==== Records for the exercise

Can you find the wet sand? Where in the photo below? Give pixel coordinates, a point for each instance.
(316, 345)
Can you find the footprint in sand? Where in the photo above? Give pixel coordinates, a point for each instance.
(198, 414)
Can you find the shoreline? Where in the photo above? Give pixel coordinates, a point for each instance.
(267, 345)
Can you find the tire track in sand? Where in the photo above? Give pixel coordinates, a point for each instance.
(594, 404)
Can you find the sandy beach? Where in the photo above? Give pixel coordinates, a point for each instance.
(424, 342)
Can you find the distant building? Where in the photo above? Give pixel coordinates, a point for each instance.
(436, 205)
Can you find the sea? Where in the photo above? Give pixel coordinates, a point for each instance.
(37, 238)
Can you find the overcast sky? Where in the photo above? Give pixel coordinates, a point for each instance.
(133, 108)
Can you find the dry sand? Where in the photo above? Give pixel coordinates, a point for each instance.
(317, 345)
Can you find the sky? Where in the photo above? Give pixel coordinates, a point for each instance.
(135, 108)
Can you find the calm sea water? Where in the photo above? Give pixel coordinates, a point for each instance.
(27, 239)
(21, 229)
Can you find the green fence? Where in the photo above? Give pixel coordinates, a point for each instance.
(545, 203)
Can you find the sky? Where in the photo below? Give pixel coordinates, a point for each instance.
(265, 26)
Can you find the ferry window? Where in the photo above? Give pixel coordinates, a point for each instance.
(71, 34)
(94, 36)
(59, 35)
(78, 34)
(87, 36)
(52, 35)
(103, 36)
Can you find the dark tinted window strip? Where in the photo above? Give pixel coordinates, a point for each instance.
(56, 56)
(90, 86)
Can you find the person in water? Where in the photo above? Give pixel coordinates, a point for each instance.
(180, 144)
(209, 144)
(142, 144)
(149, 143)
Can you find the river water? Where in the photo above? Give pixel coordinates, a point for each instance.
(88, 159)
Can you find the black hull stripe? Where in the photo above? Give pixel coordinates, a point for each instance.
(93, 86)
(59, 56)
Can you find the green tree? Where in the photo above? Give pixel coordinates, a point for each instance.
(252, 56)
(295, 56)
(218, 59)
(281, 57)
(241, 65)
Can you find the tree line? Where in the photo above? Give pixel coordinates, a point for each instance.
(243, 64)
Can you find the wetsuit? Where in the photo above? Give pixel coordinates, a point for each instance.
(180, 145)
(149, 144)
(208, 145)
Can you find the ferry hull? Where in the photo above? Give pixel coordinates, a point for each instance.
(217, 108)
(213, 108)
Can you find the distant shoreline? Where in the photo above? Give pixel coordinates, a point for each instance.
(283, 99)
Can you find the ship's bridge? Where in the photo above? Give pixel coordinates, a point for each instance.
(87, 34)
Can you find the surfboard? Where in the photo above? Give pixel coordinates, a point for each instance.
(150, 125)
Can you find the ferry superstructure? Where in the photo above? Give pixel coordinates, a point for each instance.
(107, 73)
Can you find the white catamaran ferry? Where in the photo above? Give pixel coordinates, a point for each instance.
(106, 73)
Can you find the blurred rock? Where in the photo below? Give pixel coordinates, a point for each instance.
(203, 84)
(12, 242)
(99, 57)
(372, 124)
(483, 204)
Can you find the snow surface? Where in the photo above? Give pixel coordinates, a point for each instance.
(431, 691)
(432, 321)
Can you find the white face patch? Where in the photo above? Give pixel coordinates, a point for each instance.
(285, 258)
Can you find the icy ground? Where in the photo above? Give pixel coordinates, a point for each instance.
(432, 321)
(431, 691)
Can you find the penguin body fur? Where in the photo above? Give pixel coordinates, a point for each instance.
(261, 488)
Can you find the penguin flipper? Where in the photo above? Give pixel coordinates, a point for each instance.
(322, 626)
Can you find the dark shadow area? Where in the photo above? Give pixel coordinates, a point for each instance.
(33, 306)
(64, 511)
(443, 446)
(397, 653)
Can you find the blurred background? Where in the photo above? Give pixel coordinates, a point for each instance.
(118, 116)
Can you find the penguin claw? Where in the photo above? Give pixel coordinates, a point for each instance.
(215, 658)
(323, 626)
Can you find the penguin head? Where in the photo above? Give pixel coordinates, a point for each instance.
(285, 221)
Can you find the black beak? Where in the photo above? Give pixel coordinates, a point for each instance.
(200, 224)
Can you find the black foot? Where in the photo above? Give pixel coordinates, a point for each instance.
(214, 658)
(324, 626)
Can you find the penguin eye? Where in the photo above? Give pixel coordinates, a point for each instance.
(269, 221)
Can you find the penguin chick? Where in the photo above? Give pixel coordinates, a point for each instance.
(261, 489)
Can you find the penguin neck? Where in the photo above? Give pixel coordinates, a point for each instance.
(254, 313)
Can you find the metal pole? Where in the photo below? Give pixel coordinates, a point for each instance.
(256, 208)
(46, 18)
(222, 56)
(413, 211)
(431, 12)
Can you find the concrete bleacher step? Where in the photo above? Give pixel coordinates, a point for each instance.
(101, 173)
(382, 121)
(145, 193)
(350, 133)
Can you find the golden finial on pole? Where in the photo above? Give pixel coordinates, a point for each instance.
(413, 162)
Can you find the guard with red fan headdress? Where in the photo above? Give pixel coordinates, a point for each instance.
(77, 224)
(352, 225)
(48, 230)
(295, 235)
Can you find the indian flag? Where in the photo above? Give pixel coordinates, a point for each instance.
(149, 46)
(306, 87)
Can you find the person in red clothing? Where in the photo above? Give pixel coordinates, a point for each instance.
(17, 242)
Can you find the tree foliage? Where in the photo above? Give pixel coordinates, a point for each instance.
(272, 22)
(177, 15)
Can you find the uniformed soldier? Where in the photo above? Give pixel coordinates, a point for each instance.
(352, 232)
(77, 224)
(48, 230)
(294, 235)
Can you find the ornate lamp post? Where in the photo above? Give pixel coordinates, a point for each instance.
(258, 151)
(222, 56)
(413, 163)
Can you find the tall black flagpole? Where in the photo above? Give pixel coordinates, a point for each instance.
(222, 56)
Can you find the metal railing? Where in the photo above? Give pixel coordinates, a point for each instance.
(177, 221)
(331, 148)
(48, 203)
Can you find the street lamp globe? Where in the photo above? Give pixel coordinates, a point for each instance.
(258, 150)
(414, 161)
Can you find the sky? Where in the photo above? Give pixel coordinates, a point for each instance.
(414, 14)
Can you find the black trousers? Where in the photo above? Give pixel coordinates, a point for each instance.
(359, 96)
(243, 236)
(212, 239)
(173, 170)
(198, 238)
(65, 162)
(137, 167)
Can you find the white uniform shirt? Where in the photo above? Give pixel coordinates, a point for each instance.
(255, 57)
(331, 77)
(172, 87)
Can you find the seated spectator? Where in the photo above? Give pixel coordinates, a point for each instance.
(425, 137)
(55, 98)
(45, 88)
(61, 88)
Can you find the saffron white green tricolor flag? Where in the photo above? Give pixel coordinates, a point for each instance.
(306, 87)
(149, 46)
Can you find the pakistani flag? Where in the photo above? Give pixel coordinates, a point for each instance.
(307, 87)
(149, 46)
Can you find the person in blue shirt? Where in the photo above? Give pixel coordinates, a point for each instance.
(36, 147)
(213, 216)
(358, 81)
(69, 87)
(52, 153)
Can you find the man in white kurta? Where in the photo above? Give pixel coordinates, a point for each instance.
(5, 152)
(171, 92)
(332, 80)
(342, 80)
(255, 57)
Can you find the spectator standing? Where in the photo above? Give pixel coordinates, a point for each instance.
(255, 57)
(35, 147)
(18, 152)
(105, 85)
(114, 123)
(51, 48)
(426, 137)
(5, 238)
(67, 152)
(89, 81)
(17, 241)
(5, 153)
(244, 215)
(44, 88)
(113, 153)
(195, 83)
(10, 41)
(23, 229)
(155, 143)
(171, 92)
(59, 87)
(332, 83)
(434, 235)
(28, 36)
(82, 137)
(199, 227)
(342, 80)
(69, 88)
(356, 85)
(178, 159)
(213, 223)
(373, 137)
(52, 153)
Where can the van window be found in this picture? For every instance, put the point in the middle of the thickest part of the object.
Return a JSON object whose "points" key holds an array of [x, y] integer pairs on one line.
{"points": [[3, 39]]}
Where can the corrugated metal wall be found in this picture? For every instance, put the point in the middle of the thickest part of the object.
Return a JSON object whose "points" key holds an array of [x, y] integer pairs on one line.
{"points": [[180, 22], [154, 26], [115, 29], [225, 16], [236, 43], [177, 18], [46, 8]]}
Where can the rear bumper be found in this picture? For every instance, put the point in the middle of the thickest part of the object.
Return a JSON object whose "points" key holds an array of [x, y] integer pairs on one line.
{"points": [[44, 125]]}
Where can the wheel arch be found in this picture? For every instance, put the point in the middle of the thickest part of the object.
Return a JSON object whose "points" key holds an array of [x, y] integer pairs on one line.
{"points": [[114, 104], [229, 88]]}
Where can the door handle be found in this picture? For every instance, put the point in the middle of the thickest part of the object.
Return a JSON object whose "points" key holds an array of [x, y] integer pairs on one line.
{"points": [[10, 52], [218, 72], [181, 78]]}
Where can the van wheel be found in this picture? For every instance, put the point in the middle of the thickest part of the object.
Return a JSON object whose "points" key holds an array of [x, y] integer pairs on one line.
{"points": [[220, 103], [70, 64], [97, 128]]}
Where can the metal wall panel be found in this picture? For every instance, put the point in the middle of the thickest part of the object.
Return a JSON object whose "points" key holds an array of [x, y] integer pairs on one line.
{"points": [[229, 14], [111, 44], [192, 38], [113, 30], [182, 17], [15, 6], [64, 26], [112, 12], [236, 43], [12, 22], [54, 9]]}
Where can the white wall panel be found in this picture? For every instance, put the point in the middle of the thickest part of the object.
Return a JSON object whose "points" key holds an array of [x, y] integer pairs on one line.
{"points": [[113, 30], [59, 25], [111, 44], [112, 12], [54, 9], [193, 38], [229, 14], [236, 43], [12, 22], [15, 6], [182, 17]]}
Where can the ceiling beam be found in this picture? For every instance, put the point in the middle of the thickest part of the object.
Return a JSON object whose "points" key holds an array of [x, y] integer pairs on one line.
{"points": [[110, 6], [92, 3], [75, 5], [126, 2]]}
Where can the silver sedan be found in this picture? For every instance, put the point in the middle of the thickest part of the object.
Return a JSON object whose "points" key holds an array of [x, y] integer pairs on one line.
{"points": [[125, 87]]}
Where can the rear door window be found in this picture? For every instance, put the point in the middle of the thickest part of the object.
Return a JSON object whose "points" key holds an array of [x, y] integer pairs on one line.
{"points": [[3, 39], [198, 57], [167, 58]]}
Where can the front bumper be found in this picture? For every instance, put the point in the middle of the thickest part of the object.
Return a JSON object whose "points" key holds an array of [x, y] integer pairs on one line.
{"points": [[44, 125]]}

========

Work instruction →
Count the lines above that include the string "bumper". Write only the number.

Result of this exercise →
2